TASK STATEMENT :: Copy each line from the entries that the word "covered" appears in.

Free-text object descriptions ::
╭──

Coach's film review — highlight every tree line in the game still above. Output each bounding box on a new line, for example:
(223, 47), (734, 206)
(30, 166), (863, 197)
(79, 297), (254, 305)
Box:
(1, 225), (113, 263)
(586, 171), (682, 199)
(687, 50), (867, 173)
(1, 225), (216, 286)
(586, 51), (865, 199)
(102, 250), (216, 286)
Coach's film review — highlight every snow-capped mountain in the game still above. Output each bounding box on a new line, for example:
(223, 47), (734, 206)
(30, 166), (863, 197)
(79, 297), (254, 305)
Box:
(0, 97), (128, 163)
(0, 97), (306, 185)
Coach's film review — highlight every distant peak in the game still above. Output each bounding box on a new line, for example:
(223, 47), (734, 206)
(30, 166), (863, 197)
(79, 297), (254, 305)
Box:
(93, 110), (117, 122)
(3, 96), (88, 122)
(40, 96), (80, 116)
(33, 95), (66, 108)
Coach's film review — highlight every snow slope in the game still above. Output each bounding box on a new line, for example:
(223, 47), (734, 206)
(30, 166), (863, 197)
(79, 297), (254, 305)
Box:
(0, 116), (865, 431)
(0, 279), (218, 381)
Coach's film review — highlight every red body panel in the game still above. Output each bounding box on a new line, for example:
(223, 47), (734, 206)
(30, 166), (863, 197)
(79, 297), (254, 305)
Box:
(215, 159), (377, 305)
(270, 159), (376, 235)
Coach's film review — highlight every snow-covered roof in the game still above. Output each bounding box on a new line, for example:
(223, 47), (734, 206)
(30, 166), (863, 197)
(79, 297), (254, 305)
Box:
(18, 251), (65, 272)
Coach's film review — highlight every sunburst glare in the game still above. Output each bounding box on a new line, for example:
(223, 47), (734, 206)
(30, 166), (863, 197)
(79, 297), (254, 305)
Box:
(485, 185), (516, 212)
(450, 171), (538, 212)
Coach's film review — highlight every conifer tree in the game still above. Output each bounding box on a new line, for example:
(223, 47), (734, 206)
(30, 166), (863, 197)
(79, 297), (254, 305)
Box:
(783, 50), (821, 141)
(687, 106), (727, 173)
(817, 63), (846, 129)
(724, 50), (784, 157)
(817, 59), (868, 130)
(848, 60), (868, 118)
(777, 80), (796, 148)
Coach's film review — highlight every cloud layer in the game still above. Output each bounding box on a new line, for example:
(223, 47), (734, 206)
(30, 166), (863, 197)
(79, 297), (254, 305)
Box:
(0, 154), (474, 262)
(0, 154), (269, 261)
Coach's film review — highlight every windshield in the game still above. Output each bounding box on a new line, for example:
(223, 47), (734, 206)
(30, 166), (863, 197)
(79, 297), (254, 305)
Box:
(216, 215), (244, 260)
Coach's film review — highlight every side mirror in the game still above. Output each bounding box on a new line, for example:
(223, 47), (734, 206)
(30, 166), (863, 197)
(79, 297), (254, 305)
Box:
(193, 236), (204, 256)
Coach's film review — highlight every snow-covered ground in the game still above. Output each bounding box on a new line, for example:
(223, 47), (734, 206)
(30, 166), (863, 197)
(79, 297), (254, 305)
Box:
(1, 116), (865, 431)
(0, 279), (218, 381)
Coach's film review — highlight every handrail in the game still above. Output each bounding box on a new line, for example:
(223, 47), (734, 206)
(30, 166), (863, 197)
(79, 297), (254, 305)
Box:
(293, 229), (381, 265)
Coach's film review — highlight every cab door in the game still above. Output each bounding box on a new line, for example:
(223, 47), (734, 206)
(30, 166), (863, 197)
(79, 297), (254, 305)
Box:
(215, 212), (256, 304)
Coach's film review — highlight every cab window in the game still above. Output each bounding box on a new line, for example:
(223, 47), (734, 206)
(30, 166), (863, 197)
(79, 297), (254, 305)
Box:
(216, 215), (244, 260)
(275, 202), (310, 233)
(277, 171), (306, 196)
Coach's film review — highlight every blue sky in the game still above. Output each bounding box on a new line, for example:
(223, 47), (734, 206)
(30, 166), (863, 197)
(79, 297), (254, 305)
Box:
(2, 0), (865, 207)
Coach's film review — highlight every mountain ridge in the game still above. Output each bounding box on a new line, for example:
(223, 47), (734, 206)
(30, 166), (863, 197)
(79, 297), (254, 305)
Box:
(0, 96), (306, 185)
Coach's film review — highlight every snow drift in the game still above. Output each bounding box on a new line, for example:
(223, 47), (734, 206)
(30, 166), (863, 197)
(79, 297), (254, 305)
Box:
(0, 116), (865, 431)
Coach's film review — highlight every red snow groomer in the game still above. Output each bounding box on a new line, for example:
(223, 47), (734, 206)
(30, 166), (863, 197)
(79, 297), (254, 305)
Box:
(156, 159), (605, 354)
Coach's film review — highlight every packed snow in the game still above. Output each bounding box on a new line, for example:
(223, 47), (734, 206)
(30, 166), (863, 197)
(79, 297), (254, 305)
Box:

╰──

EXERCISE ANSWER ::
Coach's film review — highlight every snow-covered roof in the game still above. Output each bounding box on a new line, for example:
Coach's film review — highlight every snow-covered ground in the game still above. Output each bounding box on a new line, for example:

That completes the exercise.